▶ TASK DIRECTIONS:
Below is a block of entries; repeat exactly the lines starting at the line that contains "Autonomous forklift vision pipeline — detect the mowed" and ending at the line that contains "Autonomous forklift vision pipeline — detect the white sky", both included.

▶ MATERIAL FOR THIS EXERCISE:
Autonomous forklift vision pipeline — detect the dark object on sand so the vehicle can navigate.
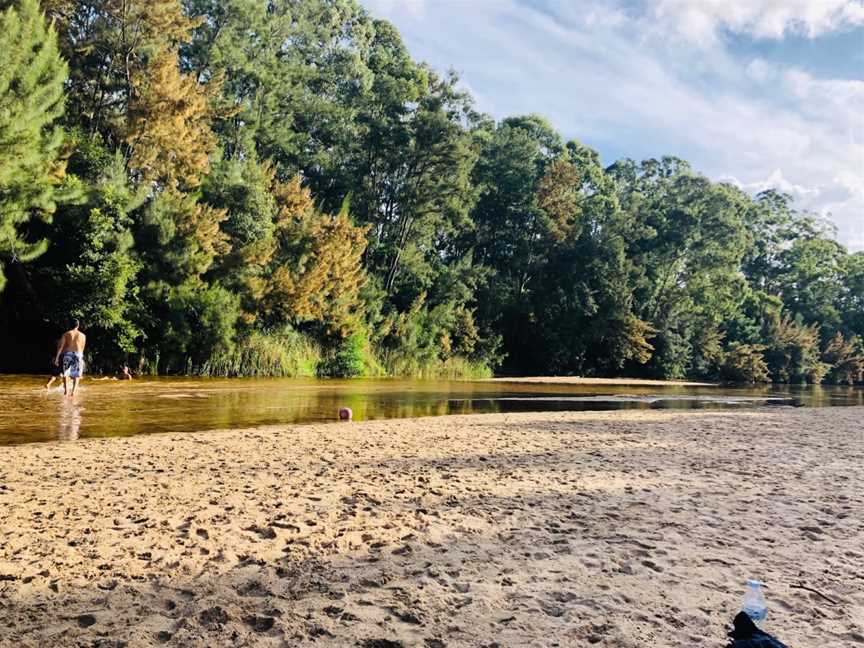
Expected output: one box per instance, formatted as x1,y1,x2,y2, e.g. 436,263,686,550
726,612,789,648
338,407,353,421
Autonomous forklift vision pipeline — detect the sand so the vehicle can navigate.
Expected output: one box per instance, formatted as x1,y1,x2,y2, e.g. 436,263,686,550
1,407,862,647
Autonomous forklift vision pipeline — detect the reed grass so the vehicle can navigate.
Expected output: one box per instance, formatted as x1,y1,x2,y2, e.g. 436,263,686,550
378,351,492,380
200,328,320,378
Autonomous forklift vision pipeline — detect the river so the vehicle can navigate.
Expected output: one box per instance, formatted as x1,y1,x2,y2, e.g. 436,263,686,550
0,375,860,445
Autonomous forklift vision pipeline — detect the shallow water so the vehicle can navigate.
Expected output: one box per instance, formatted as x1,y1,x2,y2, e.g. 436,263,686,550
0,375,860,445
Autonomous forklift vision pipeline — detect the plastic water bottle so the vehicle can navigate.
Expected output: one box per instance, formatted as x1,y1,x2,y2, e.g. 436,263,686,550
742,579,767,627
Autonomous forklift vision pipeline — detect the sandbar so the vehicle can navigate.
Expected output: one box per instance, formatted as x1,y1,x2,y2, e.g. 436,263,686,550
1,407,861,646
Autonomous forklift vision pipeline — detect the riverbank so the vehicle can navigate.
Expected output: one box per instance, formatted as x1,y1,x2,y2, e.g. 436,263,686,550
487,376,716,387
1,408,861,647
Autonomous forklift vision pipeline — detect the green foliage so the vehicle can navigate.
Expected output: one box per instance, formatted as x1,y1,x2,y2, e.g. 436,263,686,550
774,236,845,332
608,158,752,379
690,326,726,378
761,312,829,384
53,152,143,365
264,178,369,336
144,279,240,373
821,332,864,385
202,327,320,377
838,253,864,338
371,294,491,379
0,0,69,290
316,331,377,378
379,352,492,380
201,157,277,319
141,187,229,284
720,343,771,383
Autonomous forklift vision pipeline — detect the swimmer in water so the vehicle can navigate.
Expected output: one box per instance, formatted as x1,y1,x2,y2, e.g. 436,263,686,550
95,364,134,381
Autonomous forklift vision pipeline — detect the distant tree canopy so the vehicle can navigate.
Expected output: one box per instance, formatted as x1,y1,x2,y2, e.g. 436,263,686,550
0,0,861,382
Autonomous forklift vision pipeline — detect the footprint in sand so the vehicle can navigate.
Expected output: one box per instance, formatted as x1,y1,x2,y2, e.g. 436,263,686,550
244,524,277,539
244,615,276,632
199,606,229,627
76,614,97,628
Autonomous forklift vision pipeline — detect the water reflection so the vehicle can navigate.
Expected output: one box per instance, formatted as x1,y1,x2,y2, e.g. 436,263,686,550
0,376,860,445
57,398,81,441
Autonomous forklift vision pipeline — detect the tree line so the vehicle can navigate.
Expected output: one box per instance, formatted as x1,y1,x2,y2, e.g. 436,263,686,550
1,0,862,383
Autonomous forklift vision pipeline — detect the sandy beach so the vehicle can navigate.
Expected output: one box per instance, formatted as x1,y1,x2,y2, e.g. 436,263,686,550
1,407,862,647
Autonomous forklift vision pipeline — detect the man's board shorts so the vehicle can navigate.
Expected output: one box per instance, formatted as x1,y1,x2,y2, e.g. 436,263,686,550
62,351,85,378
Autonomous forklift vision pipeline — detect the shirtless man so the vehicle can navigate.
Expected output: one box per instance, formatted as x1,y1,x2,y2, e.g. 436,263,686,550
54,318,86,396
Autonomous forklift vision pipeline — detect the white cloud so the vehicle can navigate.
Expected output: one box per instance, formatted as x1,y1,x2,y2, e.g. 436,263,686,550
365,0,428,20
653,0,864,44
782,68,864,125
745,58,776,83
721,169,820,199
359,0,864,250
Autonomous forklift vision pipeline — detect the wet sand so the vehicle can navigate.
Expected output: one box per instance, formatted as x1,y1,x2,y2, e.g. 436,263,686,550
1,407,862,647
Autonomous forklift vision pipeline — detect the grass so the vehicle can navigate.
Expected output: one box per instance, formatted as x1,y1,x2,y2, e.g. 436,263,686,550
378,351,492,380
198,328,491,380
200,329,320,378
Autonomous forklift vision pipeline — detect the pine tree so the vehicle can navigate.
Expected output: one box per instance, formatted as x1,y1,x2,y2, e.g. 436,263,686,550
43,0,214,187
144,188,229,282
0,0,69,291
126,50,216,187
265,176,369,336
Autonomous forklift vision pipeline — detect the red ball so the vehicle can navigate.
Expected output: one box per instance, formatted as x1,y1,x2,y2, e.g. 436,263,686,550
338,407,353,421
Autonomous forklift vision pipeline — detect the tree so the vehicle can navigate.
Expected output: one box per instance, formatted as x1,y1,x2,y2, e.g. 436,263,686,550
148,278,241,373
472,115,562,294
520,141,652,375
140,188,229,284
720,343,770,383
347,66,480,300
37,146,145,367
608,158,750,378
822,332,864,385
182,0,374,165
536,158,583,243
761,311,828,384
773,235,846,335
0,0,69,291
1,0,859,382
838,252,864,340
43,0,216,188
469,116,564,371
126,49,216,187
263,176,369,337
200,157,278,321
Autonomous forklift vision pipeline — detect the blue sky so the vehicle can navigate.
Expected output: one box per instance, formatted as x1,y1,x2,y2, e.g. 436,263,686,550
362,0,864,251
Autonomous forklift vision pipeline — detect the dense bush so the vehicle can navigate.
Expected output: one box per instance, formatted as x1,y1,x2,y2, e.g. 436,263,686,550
720,344,771,384
316,332,378,379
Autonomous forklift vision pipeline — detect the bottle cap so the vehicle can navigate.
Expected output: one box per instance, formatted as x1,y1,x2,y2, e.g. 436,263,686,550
746,579,763,587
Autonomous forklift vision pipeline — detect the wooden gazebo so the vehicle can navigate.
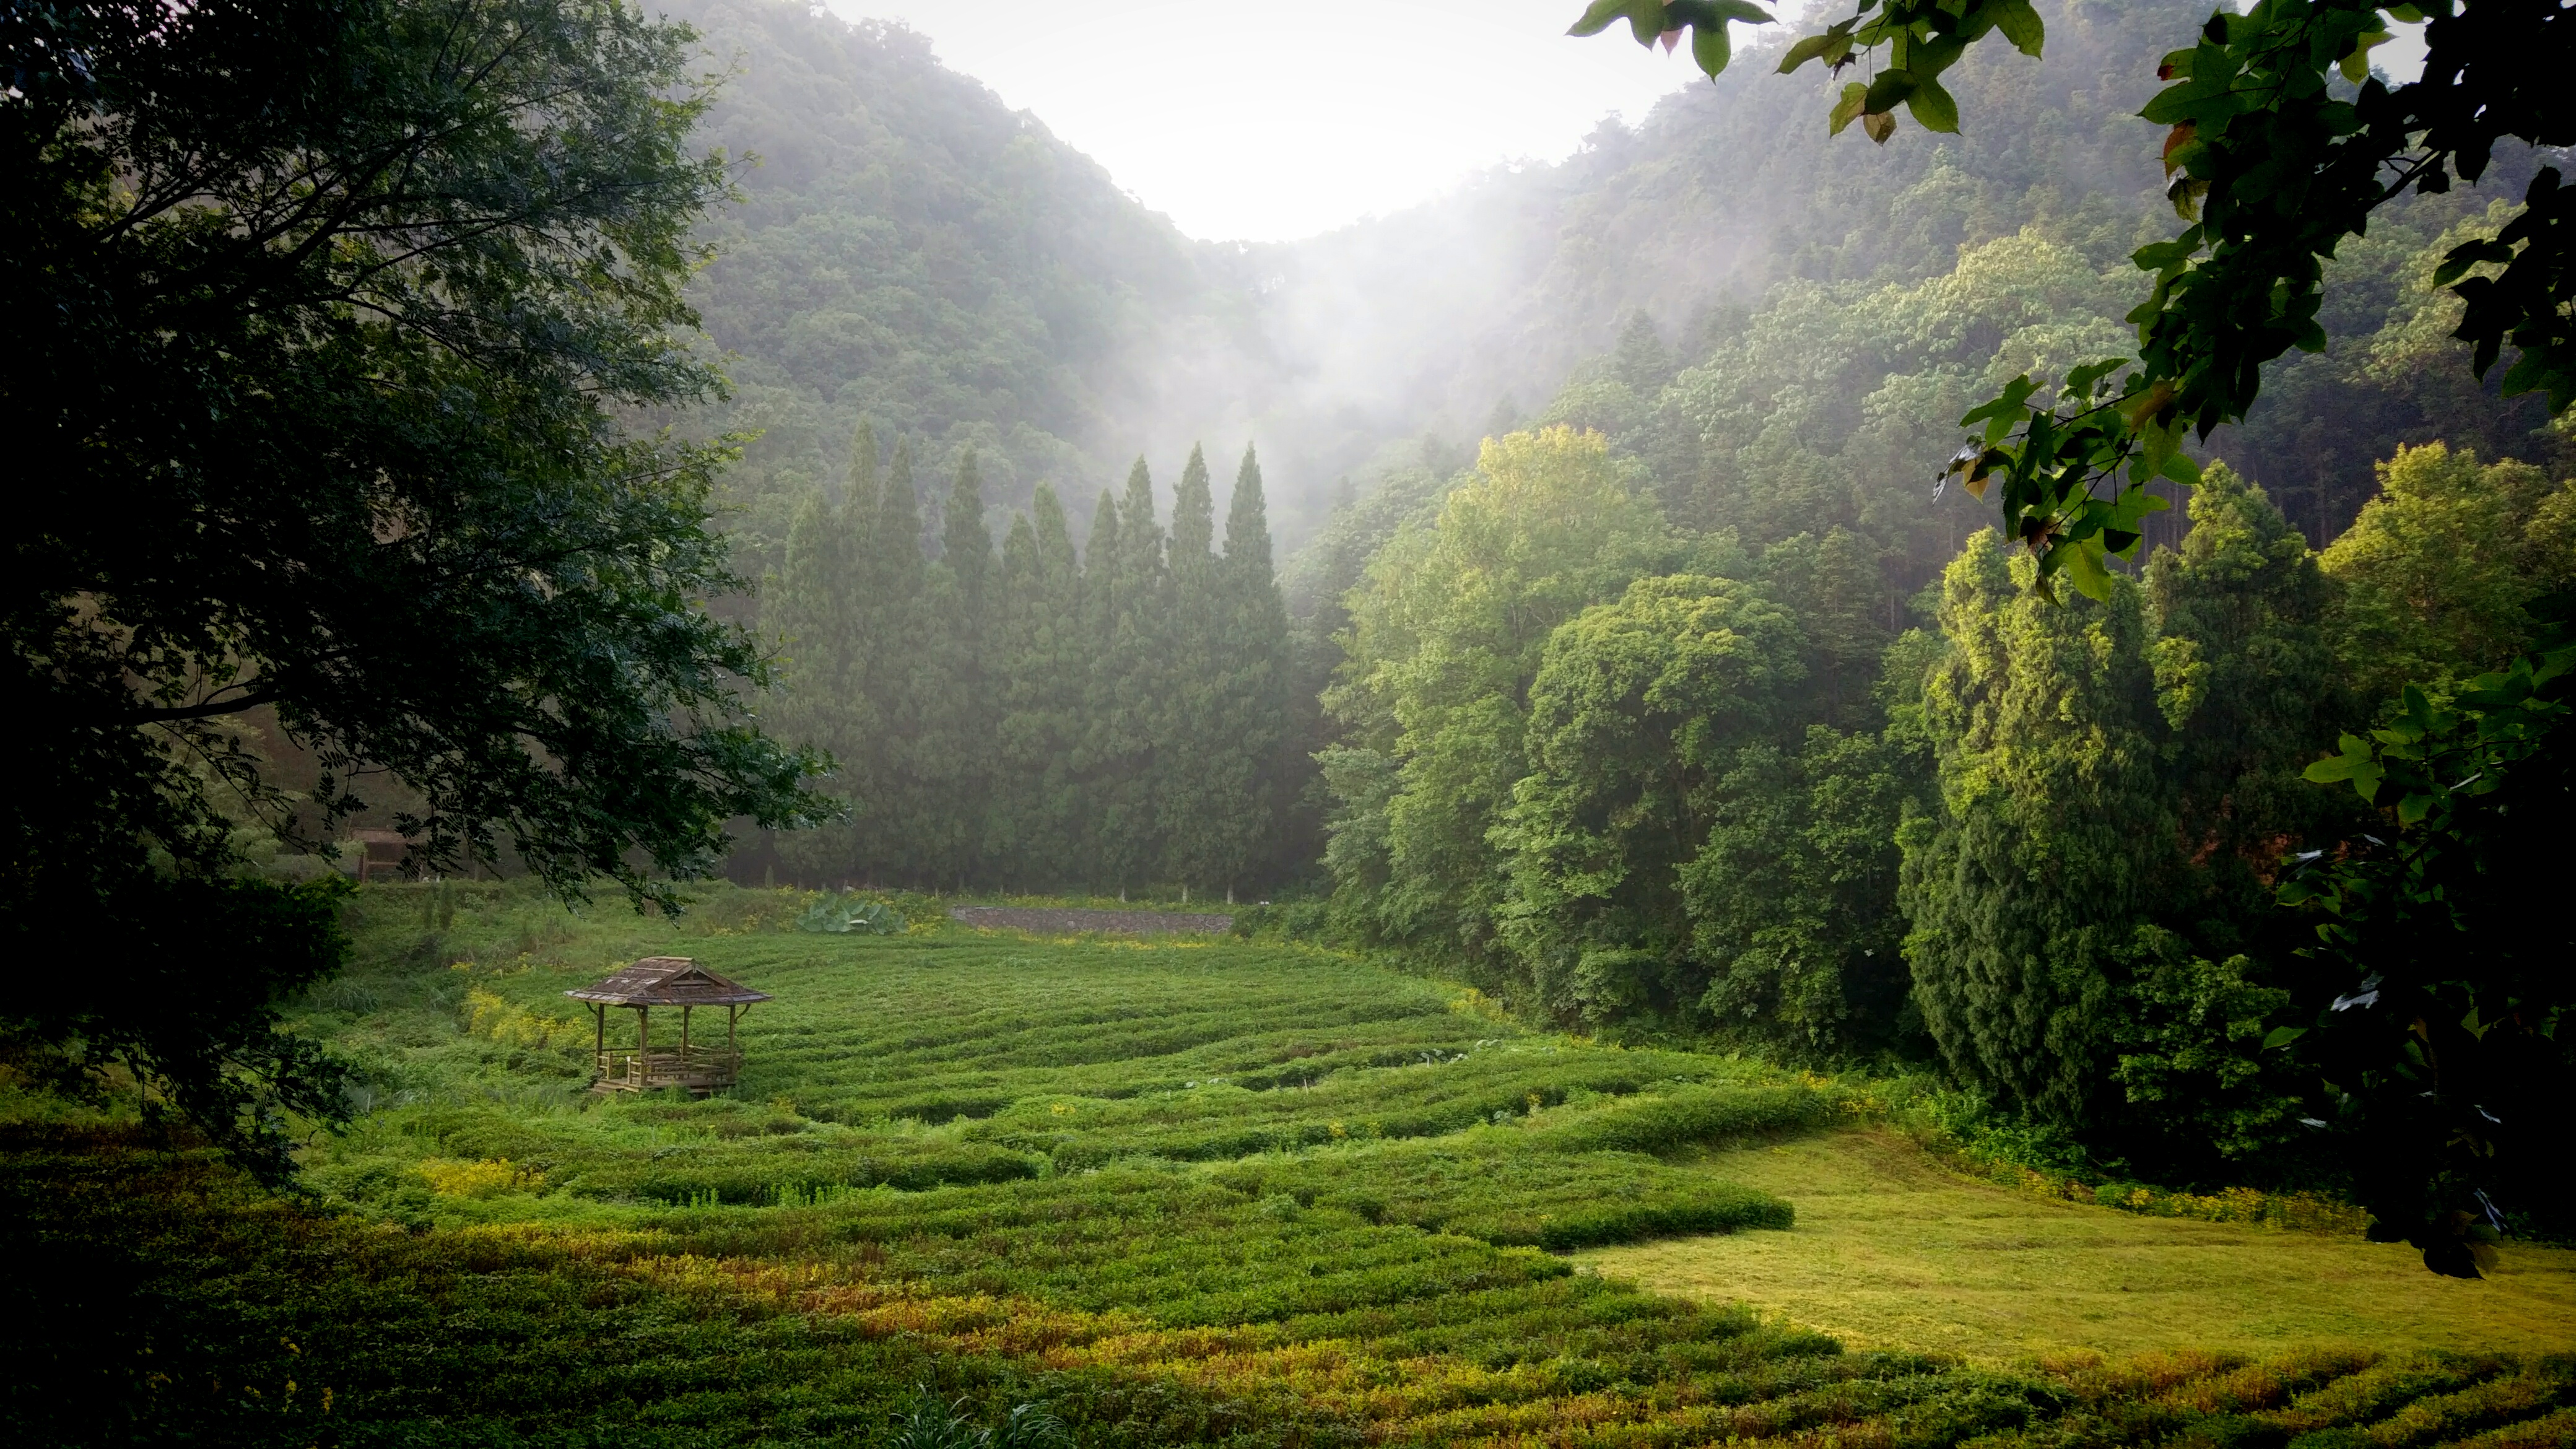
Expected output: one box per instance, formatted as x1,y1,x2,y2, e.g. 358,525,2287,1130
566,957,770,1095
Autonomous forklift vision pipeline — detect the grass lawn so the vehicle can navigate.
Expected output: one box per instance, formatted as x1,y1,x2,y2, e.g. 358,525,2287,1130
1577,1129,2576,1364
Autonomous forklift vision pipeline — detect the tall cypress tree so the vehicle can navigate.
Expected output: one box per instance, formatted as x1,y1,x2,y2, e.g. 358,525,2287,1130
856,437,928,882
1898,531,2176,1127
775,420,881,886
1214,443,1291,900
1074,487,1123,887
991,510,1043,884
942,447,990,615
1159,446,1224,890
911,447,992,889
768,485,850,884
992,485,1091,889
1089,458,1165,894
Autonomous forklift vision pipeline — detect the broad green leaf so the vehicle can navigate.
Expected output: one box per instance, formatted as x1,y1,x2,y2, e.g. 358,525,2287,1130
2402,683,2434,729
1828,81,1868,136
1778,32,1833,71
1567,0,1642,37
1993,0,2045,58
2063,357,2127,399
1961,374,2039,429
2157,451,2201,486
1693,19,1731,77
2058,536,2113,600
1905,74,1960,133
2340,30,2391,84
2262,1025,2307,1051
1863,68,1919,116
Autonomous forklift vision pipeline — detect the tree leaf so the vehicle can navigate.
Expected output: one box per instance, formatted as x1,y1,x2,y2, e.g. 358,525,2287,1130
2058,536,2113,600
1778,32,1833,71
1863,68,1918,116
2262,1025,2307,1051
1828,81,1868,135
1860,109,1897,145
1993,0,2045,58
1905,74,1960,133
1692,19,1732,77
1567,0,1643,38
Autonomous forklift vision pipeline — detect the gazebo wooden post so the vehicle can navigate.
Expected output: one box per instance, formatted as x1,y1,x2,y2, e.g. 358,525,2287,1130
681,1004,692,1064
638,1005,650,1087
726,1004,738,1059
592,1003,605,1078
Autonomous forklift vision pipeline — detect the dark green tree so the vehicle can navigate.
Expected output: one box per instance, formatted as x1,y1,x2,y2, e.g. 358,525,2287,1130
1214,445,1294,900
991,487,1091,888
1495,573,1803,1027
856,438,929,880
772,421,879,885
1899,532,2175,1125
911,447,993,888
1159,446,1225,892
1089,459,1167,893
4,0,819,1173
1686,724,1922,1056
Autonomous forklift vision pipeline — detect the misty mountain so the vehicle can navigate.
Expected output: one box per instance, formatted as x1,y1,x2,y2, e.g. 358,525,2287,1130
673,0,2198,576
674,0,2551,596
664,0,1264,577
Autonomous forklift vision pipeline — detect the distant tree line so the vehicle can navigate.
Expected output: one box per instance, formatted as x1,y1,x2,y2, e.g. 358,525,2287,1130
762,428,1293,900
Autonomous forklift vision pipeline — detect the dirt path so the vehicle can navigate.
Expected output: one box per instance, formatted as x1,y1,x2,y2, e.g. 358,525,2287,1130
946,905,1234,934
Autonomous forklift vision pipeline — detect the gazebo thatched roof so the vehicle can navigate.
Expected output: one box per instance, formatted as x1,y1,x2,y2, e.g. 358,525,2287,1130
565,957,770,1008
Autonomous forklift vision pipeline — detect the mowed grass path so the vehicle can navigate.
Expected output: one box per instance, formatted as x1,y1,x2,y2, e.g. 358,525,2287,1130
1577,1131,2576,1363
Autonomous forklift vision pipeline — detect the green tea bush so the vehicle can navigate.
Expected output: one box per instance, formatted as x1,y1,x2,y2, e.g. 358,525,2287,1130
1533,1083,1834,1154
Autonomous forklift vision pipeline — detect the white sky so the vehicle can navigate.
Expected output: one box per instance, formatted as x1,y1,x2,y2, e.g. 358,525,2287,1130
820,0,1731,243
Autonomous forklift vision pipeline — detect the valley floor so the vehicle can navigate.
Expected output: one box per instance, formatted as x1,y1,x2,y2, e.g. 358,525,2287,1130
9,882,2574,1447
1580,1130,2576,1364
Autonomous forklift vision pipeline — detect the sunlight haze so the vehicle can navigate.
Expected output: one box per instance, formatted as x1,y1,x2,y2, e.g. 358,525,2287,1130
822,0,1732,241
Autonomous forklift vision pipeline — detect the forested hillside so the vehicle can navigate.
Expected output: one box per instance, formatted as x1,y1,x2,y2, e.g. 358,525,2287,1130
661,0,1259,575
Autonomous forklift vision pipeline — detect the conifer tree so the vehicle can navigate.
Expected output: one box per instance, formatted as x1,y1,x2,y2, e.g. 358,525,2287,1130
768,487,850,884
942,446,991,616
910,448,993,888
1089,458,1166,893
775,420,881,886
1213,444,1291,900
993,486,1090,888
1159,446,1225,890
855,437,928,881
1899,532,2177,1127
1074,487,1123,886
991,511,1044,882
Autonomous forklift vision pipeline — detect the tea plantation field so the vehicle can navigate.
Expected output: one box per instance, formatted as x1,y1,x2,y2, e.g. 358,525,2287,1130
6,881,2573,1448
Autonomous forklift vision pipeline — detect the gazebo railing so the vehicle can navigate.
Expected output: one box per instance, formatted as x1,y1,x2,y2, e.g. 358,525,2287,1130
592,1043,744,1094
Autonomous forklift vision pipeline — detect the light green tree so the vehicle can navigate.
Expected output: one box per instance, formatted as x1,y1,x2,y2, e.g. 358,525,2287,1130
1324,426,1666,975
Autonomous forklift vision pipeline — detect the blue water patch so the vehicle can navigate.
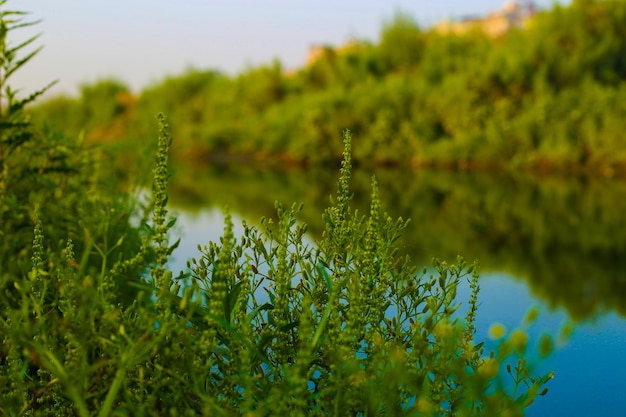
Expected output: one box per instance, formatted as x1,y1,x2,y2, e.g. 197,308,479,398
459,274,626,417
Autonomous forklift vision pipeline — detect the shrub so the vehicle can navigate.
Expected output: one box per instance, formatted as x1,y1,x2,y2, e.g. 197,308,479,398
1,119,552,415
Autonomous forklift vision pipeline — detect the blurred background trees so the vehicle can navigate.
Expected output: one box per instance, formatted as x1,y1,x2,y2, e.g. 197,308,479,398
27,0,626,174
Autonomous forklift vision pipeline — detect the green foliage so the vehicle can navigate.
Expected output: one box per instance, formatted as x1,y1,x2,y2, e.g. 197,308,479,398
2,120,553,415
0,3,71,269
27,0,626,173
1,2,553,414
378,13,424,72
0,2,55,117
27,79,133,141
0,4,144,303
1,1,50,205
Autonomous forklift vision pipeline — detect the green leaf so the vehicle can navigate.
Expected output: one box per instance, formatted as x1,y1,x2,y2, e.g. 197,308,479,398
5,46,43,80
316,262,332,292
142,223,154,234
224,281,243,324
248,302,274,320
263,287,276,304
166,237,181,256
5,32,41,58
7,19,44,32
279,320,299,332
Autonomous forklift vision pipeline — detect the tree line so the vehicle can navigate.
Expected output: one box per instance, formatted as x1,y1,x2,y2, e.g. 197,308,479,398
29,0,626,174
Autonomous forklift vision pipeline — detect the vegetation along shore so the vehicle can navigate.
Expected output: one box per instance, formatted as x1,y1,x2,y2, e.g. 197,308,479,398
29,0,626,177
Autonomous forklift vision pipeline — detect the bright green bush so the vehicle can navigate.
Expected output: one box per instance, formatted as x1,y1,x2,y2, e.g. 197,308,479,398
2,119,553,415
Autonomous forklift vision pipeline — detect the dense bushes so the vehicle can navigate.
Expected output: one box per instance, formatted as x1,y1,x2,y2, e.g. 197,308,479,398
1,122,554,415
29,0,626,173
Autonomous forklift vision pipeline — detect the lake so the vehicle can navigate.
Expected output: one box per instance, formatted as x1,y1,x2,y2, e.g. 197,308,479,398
165,164,626,417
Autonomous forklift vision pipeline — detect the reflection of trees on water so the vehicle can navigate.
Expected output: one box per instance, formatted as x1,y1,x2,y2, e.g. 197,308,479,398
168,164,626,321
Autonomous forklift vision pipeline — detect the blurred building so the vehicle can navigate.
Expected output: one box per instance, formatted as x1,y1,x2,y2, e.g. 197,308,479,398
436,1,537,37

▶ WRITTEN ANSWER:
Autonomous forklift vision pipeline — detect the mowed grass path so the vehicle can navigate.
Expected output: one box per instance, formatted as x1,y1,x2,y2, e.g. 358,525,2287,1130
1577,1131,2576,1363
Autonomous forklift vision pipeline — detect the green tea bush so the vehicle can navigate.
Expected output: one box per instance, formatted as x1,y1,x2,y2, e.g. 358,525,2287,1130
1533,1083,1834,1154
Autonomous forklift vision pipeline — detect the white sky so the vehicle can navigate.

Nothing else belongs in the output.